◆ **TASK REQUIREMENTS**: Write out each line of the records that has "formation" in it.

◆ **DATA TO EXAMINE**:
-------------------------

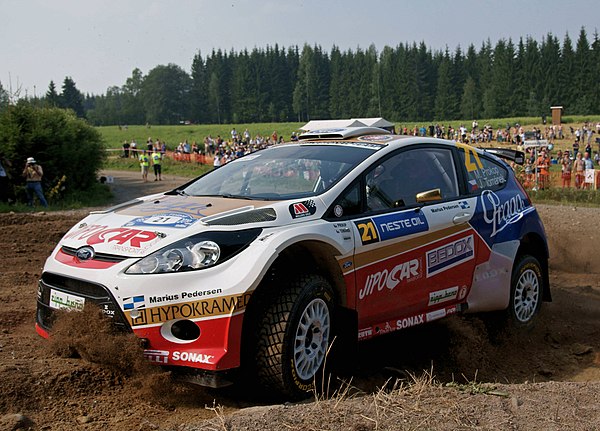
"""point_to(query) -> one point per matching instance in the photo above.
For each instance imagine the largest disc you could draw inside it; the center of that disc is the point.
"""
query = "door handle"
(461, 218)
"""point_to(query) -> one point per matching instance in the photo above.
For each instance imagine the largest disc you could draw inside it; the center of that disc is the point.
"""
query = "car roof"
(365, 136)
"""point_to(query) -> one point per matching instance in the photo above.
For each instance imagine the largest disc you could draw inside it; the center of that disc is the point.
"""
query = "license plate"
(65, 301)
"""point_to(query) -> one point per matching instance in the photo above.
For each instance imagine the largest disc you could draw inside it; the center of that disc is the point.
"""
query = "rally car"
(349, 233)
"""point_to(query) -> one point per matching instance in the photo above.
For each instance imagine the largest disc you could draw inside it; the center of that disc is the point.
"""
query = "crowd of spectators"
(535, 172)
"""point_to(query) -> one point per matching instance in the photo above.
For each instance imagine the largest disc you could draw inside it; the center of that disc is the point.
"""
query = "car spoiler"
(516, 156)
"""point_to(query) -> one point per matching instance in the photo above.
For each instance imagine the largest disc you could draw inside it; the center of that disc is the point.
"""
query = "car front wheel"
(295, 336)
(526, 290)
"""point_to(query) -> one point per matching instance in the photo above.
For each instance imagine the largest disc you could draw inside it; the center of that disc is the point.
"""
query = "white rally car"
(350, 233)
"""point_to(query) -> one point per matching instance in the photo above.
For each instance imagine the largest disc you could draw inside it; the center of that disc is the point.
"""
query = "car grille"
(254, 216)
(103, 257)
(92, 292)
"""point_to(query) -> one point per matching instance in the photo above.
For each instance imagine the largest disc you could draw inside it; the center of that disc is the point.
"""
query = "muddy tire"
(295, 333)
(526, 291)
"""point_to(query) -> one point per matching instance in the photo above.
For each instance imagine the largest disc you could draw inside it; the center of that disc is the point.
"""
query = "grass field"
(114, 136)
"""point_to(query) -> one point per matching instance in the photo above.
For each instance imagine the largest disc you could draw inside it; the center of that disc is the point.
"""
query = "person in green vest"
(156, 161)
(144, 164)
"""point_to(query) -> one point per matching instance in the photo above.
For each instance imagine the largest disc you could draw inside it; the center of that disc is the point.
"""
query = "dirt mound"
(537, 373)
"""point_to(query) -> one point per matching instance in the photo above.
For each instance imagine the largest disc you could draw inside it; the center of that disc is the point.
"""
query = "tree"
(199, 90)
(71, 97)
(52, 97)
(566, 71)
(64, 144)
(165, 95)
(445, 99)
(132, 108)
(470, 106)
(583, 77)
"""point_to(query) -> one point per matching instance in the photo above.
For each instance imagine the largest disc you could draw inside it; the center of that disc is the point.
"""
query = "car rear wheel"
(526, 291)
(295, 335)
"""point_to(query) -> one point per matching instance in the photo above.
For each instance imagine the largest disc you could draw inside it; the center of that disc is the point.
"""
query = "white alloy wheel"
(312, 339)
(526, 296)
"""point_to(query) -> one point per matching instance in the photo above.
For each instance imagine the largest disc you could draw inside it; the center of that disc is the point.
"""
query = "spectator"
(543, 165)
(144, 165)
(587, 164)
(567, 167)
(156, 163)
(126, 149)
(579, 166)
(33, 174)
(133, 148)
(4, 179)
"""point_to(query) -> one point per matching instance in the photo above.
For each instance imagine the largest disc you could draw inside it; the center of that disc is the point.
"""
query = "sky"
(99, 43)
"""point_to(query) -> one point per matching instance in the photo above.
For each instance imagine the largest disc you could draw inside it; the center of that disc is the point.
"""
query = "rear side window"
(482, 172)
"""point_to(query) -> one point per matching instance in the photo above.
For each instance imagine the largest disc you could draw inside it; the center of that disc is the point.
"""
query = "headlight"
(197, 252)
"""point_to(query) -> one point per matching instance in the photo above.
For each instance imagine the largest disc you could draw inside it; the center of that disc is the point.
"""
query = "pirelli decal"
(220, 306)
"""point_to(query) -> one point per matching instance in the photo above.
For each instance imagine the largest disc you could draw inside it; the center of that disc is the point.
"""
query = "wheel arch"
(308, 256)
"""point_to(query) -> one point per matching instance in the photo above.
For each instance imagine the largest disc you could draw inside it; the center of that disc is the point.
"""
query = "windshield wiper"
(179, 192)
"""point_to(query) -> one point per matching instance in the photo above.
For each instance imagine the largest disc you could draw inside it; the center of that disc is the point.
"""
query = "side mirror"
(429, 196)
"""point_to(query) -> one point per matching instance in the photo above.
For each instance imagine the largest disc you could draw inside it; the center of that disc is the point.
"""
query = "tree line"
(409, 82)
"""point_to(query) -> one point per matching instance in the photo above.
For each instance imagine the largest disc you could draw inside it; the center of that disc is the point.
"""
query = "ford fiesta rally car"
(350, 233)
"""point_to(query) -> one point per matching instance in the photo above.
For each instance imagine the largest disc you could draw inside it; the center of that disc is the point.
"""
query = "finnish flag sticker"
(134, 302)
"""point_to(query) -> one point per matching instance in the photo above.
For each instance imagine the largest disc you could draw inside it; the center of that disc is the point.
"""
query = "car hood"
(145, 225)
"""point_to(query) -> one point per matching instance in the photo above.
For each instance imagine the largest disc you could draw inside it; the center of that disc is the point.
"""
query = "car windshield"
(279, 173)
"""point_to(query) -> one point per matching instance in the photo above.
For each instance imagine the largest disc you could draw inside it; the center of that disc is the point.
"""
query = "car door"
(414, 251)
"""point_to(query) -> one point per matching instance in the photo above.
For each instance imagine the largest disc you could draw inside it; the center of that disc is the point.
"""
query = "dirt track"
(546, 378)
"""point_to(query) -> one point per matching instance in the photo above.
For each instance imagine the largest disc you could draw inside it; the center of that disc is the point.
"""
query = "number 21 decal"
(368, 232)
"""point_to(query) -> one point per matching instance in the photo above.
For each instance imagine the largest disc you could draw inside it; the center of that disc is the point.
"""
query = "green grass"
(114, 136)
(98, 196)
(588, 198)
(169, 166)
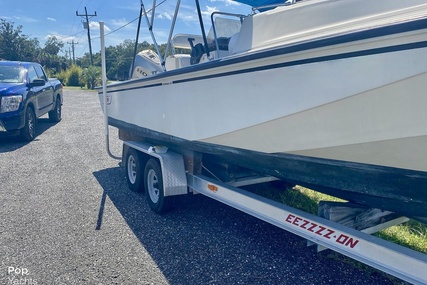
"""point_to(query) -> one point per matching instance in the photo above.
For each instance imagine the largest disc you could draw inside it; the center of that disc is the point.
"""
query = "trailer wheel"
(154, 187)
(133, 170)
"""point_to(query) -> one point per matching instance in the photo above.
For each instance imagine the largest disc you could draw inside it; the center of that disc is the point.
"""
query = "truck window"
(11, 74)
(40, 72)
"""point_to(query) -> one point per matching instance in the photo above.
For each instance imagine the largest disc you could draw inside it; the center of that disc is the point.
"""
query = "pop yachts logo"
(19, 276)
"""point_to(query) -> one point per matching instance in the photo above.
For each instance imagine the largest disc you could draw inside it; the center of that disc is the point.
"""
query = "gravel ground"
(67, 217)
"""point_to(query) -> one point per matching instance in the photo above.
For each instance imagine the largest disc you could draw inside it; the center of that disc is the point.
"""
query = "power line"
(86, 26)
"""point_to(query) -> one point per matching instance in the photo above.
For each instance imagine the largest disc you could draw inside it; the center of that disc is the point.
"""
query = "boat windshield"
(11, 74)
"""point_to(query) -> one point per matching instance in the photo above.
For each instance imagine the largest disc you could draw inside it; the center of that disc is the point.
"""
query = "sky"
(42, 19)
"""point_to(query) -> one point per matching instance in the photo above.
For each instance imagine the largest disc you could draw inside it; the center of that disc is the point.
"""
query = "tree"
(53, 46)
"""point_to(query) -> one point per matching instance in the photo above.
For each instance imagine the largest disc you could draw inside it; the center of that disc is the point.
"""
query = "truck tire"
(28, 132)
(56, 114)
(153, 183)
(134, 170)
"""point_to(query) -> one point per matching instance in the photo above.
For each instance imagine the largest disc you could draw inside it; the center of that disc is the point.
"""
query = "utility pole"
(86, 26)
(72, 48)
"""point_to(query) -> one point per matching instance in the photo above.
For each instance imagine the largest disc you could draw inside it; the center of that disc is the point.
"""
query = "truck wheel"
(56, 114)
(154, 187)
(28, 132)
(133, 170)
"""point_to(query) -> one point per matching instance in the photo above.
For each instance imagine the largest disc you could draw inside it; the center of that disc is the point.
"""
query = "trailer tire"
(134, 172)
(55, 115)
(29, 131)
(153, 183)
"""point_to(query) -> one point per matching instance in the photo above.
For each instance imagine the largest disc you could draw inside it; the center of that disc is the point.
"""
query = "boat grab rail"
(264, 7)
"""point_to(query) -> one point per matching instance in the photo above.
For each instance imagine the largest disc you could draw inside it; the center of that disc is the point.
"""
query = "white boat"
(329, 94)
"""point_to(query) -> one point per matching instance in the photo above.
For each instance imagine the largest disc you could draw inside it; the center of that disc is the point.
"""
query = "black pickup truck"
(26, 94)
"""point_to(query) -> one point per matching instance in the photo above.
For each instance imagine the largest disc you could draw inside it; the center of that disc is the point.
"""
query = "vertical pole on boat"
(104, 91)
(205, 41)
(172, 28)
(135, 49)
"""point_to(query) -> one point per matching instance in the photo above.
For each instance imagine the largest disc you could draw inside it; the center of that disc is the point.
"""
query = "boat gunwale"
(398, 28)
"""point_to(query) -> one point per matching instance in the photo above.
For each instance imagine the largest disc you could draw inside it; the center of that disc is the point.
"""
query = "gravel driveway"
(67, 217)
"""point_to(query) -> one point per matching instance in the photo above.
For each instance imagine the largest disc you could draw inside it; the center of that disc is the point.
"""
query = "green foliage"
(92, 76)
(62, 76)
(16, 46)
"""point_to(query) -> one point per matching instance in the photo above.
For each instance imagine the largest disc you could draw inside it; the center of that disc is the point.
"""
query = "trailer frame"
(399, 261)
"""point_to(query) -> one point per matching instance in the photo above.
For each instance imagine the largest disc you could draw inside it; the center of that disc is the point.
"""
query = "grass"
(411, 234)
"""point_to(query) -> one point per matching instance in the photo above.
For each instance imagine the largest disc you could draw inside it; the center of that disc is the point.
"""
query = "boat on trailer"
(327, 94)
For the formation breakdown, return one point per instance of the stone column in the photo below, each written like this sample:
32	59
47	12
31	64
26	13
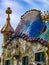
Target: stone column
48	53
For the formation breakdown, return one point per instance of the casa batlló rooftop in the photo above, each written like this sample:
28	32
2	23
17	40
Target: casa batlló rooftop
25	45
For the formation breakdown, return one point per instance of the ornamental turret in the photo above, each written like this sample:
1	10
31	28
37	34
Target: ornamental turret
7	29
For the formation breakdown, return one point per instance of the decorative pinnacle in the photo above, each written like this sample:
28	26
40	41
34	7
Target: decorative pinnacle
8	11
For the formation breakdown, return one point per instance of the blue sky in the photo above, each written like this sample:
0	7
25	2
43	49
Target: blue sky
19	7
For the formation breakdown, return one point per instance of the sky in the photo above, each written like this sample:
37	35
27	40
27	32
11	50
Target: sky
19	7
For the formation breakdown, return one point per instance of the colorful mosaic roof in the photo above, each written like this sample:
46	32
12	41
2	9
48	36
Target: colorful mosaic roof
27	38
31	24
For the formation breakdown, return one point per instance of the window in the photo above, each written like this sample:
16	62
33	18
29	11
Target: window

-------------------------

◆ **TASK ANSWER**:
For the formation breakdown, return one point per instance of the stone column in the photo below, each written like this sample:
For the formation breakdown, return one point per instance of the casa batlló rooftop in the photo above, each written like this sample:
For the formation breakdown, return one point per instance of the ornamental turret in the photo above, each written like this sample:
For the formation breakdown, return one point per instance of the decorative pinnacle in the photo above, each written like this sample:
For the formation breakdown, return one point per instance of the blue sky in the photo above, each written like this sample:
For the formation breakdown, return one point per instance of the sky in the photo above, each written like this sample:
For the formation breakdown, return one point per instance of the colorful mosaic roof in the photo above, each written like this sample:
For the formation breakdown, return one point per instance of the window in the photo above, each written like this sample:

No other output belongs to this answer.